Output the data below exactly. Leave nothing out.

··········

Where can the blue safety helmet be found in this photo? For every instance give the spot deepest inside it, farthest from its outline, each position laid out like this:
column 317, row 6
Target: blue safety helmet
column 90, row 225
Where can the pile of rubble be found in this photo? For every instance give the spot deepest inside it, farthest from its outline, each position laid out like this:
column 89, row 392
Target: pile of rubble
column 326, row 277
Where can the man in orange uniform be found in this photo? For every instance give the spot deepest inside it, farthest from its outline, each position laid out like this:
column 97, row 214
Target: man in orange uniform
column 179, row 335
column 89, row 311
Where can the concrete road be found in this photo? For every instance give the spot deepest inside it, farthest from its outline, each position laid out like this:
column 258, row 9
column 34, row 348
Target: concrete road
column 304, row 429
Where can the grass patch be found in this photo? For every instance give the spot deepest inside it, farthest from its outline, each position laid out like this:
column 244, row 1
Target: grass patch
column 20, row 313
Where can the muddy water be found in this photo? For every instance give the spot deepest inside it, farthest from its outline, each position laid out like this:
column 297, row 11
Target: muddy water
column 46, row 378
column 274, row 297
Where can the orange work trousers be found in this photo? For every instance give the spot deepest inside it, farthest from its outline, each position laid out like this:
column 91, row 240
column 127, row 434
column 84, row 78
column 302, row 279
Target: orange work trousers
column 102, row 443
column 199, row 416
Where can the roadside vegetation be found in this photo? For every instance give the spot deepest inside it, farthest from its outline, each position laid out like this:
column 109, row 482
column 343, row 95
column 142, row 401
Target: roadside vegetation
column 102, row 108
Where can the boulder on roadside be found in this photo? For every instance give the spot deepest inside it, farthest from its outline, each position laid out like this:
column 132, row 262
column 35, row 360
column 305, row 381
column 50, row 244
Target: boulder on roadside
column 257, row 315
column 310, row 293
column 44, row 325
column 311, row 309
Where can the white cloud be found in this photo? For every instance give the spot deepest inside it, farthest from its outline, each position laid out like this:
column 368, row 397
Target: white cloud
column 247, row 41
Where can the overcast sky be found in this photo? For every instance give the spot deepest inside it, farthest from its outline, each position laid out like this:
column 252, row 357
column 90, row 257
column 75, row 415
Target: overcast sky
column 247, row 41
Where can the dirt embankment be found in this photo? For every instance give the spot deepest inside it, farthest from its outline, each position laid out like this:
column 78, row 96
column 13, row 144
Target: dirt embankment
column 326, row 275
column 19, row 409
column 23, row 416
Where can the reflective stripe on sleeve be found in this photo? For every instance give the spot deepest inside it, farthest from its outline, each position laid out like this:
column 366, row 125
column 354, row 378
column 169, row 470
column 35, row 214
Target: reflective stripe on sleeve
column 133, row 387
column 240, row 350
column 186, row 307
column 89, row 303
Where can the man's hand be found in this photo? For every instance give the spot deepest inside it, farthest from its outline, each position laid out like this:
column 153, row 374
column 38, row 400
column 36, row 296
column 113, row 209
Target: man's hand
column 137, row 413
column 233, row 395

··········

**YOUR RESPONSE:**
Where can the blue safety helmet be found in this photo? For every instance give the spot deepest inside it, farthest from its outline, each position laid out like this:
column 317, row 6
Target: blue safety helmet
column 90, row 225
Where can the pile of rubble be found in this photo? For every instance give the spot deepest inside it, farthest from its outline, each position laid out like this:
column 89, row 392
Target: pile of rubble
column 326, row 277
Where can the man in orange uniform be found in this photo? For every instance give the spot deepest inside it, farthest from its outline, each position laid out like this:
column 97, row 214
Target: man in orange uniform
column 179, row 335
column 89, row 311
Where can the concrete road be found in this photo? For every instance give the spot deepest inside it, farthest from its outline, each position laid out like this:
column 258, row 9
column 34, row 348
Target: concrete road
column 304, row 429
Where can the grass patch be found in this photo? For every instance give the spot deepest inside it, farthest from its outline, each position laid out like this:
column 244, row 1
Target: grass patch
column 20, row 313
Where can the muddy water be found in this photo? For every instance give the spot deepest inside it, farthest from its outline, each position laid out like this:
column 297, row 11
Target: muddy water
column 46, row 378
column 274, row 297
Where can the orange work trousers be found in this photo? For every instance give the spot deepest inside it, farthest from its outline, each position laid out like this:
column 91, row 240
column 127, row 434
column 84, row 78
column 302, row 279
Target: orange work trousers
column 102, row 443
column 199, row 416
Where can the roadside vegetation be found in this photo? For every instance give the spot deepest inside it, farthest from its outline, each position laid out like this:
column 109, row 482
column 343, row 95
column 142, row 401
Target: roadside vegetation
column 102, row 108
Where can the boulder on roadside be found in this photo? For every instance give the spot deepest inside it, farthest from its outline, each position laid out like this:
column 132, row 262
column 35, row 360
column 305, row 381
column 50, row 244
Target: boulder on roadside
column 257, row 315
column 310, row 293
column 44, row 325
column 311, row 309
Where can the white cloud be found in this photo? For every instance give the spot deepest inside it, farthest from its outline, each position laid out like this:
column 368, row 397
Target: white cloud
column 247, row 41
Where can the overcast sky be found in this photo? For every instance give the spot deepest inside it, farthest from its outline, each position laid out like this:
column 252, row 357
column 90, row 257
column 75, row 415
Target: overcast sky
column 247, row 41
Where can the dirt embankment be found in this photo? For every instance give the spot deepest inside it, farthest from its outline, each position laid out like this:
column 78, row 96
column 13, row 144
Target: dirt embankment
column 326, row 275
column 19, row 409
column 23, row 416
Where can the reflective stripe on sleeve be found in this photo? For every instance give the spot deepest inside it, farthest from its outline, each position laid out like this:
column 366, row 125
column 354, row 378
column 169, row 470
column 35, row 214
Target: reflective stripe on sleeve
column 133, row 387
column 240, row 350
column 186, row 307
column 89, row 303
Where can the man's hand be found in this photo? For every instance give the spot deepest inside it, farthest from its outline, each position laid out like this:
column 153, row 374
column 38, row 400
column 36, row 296
column 113, row 209
Target: man's hand
column 137, row 413
column 233, row 395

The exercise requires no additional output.